▸ **TASK PROMPT**
What follows is a set of entries; retype all of them exactly.
PROVIDED RECORDS below:
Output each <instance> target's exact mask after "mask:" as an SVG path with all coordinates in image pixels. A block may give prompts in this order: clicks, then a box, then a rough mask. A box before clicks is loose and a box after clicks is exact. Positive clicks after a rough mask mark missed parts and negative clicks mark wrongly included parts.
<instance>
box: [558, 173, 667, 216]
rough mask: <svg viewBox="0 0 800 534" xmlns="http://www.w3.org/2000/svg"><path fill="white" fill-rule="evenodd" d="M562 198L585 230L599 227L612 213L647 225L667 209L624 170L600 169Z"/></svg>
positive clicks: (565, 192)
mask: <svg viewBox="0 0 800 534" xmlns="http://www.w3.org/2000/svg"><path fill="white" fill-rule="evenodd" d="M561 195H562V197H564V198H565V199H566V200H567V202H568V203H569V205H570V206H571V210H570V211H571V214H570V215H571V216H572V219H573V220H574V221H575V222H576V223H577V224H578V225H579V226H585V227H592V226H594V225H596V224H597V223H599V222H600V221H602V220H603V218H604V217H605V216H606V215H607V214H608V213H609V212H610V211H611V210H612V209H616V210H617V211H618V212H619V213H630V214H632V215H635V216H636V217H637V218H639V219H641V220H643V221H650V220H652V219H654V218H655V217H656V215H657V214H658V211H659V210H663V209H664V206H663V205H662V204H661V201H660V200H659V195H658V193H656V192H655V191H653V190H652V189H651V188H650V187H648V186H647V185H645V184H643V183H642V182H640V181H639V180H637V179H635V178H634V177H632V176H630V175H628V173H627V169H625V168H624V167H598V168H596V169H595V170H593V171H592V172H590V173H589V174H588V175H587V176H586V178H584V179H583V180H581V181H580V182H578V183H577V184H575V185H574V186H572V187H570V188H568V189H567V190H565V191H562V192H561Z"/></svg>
End of PROVIDED RECORDS.
▸ **RESULT FOR THIS EXERCISE**
Output each <instance> target's exact mask after "mask:" as an SVG path with all coordinates in image pixels. A block may give prompts in this order: clicks, then a box, then a rough mask. A box before clicks is loose and a box after clicks is exact. Positive clicks after a rough mask mark missed parts and negative clicks mark wrongly included parts.
<instance>
box: [558, 173, 667, 216]
rough mask: <svg viewBox="0 0 800 534" xmlns="http://www.w3.org/2000/svg"><path fill="white" fill-rule="evenodd" d="M562 198L585 230L599 227L612 213L647 225L667 209L624 170L600 169Z"/></svg>
positive clicks: (565, 192)
mask: <svg viewBox="0 0 800 534" xmlns="http://www.w3.org/2000/svg"><path fill="white" fill-rule="evenodd" d="M561 195H562V197H564V198H565V199H566V200H567V202H568V203H569V205H570V206H571V210H570V211H571V214H570V215H571V216H572V219H573V220H574V221H575V222H576V223H577V224H578V225H579V226H585V227H592V226H594V225H596V224H597V223H599V222H600V221H602V220H603V218H604V217H605V216H606V215H607V214H608V213H609V212H610V211H611V210H612V209H616V210H617V211H618V212H619V213H630V214H632V215H635V216H636V217H637V218H639V219H641V220H643V221H650V220H652V219H654V218H655V217H656V215H657V214H658V211H659V210H663V209H664V206H663V205H662V204H661V201H660V200H659V195H658V193H656V192H655V191H653V190H652V189H651V188H650V187H648V186H647V185H645V184H643V183H642V182H640V181H639V180H637V179H635V178H634V177H632V176H630V175H628V173H627V169H625V168H624V167H598V168H596V169H595V170H593V171H592V172H590V173H589V174H588V175H587V176H586V178H584V179H583V180H581V181H580V182H578V183H577V184H575V185H574V186H572V187H570V188H568V189H567V190H565V191H562V192H561Z"/></svg>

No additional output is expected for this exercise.